SELECTED EXCERPT:
⟨

However, in the future, you might be casting your vote using your home PC and the Internet.
That's what some U.S. election officials predict.This year, American voters in more than 30 states will be using direct-recording electronic--or DRE--voting systems to cast their ballots.
Most states have updated their equipment and voting procedures in compliance with 2006 deadlines in the Help America Vote Act of 2002, which provided funding for states to replace their lever and punch-card voting gear, as well as make voting easier for the disabled.
But like the hanging paper chads of the presidential elections in 2000, DRE is getting a pretty bad rap from some. The technology's critics include voter advocacy groups and some researchers that say the systems are unreliable, unverifiable, and have security flaws that allow tampering.
In fact, last week a Princeton University professor and two grad students released a study explaining how they were able to hack and change votes undetected in an older e-voting system they obtained from an undisclosed source.
Meanwhile, counties in Maryland and Ohio using DRE systems for their primaries last week also reported trouble. However, most of their problems were people-related, like not setting up the equipment properly.
Despite these glitches and criticism, federal election officials are confident that e-voting systems will prove reliable, accurate, and secure.
"There are some legitimate concerns" about DRE, admits Paul DeGregorio, commissioner of the U.S. Elections Assistance Commission, an agency created by the Help America Vote Act to assist in administration of federal elections.
But DeGregorio adds, "I haven't heard of one incident [of DRE tampering] during an active election. I've seen reports of how these systems are opened up. But if they allowed you access to a bank vault, you'd figure out a way to open that, too," he says.
To date, actual on-the-scene problems with DRE, including the trouble in Montgomery County last Tuesday, have been due to human mistakes that will be conquered once everyone gets used to using these newer systems, DeGregorio says. "There will be glitches, but there is a learning curve," he says. After users get over that hump, elections using the new systems will go more smoothly. "I think we'll need more professional training of election officials around the country," he says.

⟩

WRITTEN PROBLEM A: In the records below, take the lines from the one containing "Practice. Pick out the woman's hand on" through the end of the records, inclusive. Switch "set a marker" to "place a pin" wherever it occurs there, change nothing else, and give back only those lines.

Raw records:
⟨

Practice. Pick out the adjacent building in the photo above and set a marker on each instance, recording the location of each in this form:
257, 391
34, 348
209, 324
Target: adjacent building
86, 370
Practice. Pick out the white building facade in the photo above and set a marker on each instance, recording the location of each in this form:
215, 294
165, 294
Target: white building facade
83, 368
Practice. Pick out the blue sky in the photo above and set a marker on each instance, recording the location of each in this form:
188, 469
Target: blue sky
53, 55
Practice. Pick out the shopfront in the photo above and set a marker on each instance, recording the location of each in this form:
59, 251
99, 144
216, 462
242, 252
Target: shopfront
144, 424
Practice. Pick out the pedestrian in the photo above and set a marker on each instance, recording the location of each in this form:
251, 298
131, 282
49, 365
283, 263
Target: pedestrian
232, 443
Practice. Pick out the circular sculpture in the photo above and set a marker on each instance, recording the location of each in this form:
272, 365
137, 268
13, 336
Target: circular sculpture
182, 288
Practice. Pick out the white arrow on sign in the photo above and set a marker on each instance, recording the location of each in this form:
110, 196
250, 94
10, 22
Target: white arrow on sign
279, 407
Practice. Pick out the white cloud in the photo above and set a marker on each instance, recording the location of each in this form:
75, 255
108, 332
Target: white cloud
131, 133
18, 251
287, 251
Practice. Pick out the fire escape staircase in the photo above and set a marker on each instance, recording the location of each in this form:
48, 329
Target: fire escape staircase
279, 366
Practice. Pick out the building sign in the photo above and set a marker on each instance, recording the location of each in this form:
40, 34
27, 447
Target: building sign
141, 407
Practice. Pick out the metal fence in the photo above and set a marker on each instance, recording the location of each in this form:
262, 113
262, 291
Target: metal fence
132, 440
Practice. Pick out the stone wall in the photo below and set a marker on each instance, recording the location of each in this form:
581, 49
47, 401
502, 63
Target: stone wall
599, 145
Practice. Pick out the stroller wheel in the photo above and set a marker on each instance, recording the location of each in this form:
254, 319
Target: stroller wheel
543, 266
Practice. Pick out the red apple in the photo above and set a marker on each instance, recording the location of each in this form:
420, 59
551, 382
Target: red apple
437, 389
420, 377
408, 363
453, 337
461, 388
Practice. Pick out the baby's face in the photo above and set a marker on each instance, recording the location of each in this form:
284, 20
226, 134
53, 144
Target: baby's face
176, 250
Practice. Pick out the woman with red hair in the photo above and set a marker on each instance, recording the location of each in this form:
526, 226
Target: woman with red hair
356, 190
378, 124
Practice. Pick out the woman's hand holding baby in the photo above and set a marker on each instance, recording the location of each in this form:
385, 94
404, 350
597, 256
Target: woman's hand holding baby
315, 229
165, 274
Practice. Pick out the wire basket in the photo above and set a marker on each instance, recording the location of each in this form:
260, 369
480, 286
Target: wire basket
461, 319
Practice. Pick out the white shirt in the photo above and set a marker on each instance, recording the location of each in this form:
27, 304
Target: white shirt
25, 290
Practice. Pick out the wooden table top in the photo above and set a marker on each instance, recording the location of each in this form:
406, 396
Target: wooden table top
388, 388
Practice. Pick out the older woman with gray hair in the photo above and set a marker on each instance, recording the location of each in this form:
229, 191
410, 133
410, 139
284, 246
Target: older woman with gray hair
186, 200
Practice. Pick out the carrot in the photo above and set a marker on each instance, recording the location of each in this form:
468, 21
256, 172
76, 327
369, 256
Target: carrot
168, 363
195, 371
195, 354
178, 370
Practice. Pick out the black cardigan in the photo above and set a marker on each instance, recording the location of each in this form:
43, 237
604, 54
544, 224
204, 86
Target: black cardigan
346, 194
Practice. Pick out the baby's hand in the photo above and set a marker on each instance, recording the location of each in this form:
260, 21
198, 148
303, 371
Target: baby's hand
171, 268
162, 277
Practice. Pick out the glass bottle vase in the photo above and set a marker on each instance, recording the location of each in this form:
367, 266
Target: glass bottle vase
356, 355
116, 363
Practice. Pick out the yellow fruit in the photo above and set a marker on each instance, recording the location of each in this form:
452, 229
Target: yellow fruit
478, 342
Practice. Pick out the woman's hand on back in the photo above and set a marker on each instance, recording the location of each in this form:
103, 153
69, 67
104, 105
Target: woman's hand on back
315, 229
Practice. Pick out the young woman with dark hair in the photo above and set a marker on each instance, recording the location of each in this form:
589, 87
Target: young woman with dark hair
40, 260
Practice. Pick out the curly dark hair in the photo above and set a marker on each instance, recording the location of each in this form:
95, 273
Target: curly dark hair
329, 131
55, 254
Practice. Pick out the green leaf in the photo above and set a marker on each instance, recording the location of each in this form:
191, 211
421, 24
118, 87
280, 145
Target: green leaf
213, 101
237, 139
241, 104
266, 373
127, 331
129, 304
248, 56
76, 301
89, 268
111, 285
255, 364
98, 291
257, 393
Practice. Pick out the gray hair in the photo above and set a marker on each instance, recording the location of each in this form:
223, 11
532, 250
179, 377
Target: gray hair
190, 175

⟩

WRITTEN PROBLEM B: Pick up the article on electronic voting systems after its last sentence and continue it.

EXPECTED OUTPUT A:
Practice. Pick out the woman's hand on back in the photo above and place a pin on each instance, recording the location of each in this form:
103, 153
69, 67
104, 105
Target: woman's hand on back
315, 229
Practice. Pick out the young woman with dark hair in the photo above and place a pin on each instance, recording the location of each in this form:
589, 87
Target: young woman with dark hair
40, 260
Practice. Pick out the curly dark hair in the photo above and place a pin on each instance, recording the location of each in this form:
95, 273
Target: curly dark hair
329, 131
55, 254
Practice. Pick out the green leaf in the photo above and place a pin on each instance, recording the location of each in this form:
191, 211
421, 24
118, 87
280, 145
Target: green leaf
213, 101
237, 139
241, 104
266, 373
127, 331
129, 304
248, 56
76, 301
89, 268
111, 285
255, 364
98, 291
257, 393
Practice. Pick out the gray hair in the photo above and place a pin on each instance, recording the location of each in this form:
223, 11
532, 250
179, 377
Target: gray hair
190, 175

EXPECTED OUTPUT B:
And to further alleviate public fear of election-fixing, DeGregorio says he encourages election officials "to set up Webcams in their vote-counting rooms so that everyone can see there's nothing to hide."
In fact, DeGregorio thinks voting eventually will go over the Internet, despite the security fears people have today about current e-voting.
"That day will come sooner than we think, despite the skeptics," he says. "We'll find fixes to technology problems. We always do."
As e-voting technologies improve and mature, the Web will be an important way to reach young people, who are notorious for not voting. "I've got four daughters, ages 19 to 27, and they ask me, 'Dad, when can I vote on the Internet?'," he says.
This year in Washington State, most voters are already casting their ballots from home. But they're not using a computer or the Web. They're using paper mail-in ballots. State legislation approved last year allows counties to opt for all-mail-in voting. Out of the state's 39 counties, 34 now have all-mail-in voting, with the exception of DRE touch-screen systems in polling sites for the disabled.
Washington's mail-in ballots are counted using optical or digital scanning equipment. The paper ballots can also be hand-counted if an election is challenged. There are various security measures and procedures used in handling the mail-in ballots, says Washington State Secretary of State Sam Reed. That includes matching the signature on a mail-in-vote envelope with the signature in voter registration records.
Even before the all-mail-in voting option was offered to Washington State counties, "so many voters were already voting by mail," says Reed. Because of that, he says he felt he couldn't justify spending taxpayer money on new voting equipment.
While touch-screen e-voting systems are available for the state's disabled, Reed admits he had reservations about rolling out DRE statewide for all voters. Studies by voter advocacy groups like Black Box, which demonstrate how e-voting systems can be hacked, made him nervous, Reed says. "Various groups expressed concern, so many local officials choose to go vote by mail instead," he says.
Washington State counties are saving about 15% in costs on their mail-in voting compared to their onsite polling of the past.
While Washington State counties have until Sept. 29 to certify the votes from its primary election on Sept. 19, election officials say things "went smoothly" with the mail-in voting and the touch-screen systems used by the disabled.
Despite the good report cards that some officials are giving e-voting systems, and despite DeGregorio's predictions for Web-based voting in the future, some people are unconvinced that digitized voting deserves any future at all.
E-voting is "not ready for prime time yet and may never be ready," says Holly Jacobson, co-director of Voter Action, an advocacy group that has filed suits against several states planning to use DRE systems. Jacobson insists her group's members "are not luddites," but rather people "who want to stop the trend in the wholesale privatization of American elections."
How do you vote? Is e-voting here to stay? Do you think you'll be voting over the Web anytime soon?
Let me know what you think.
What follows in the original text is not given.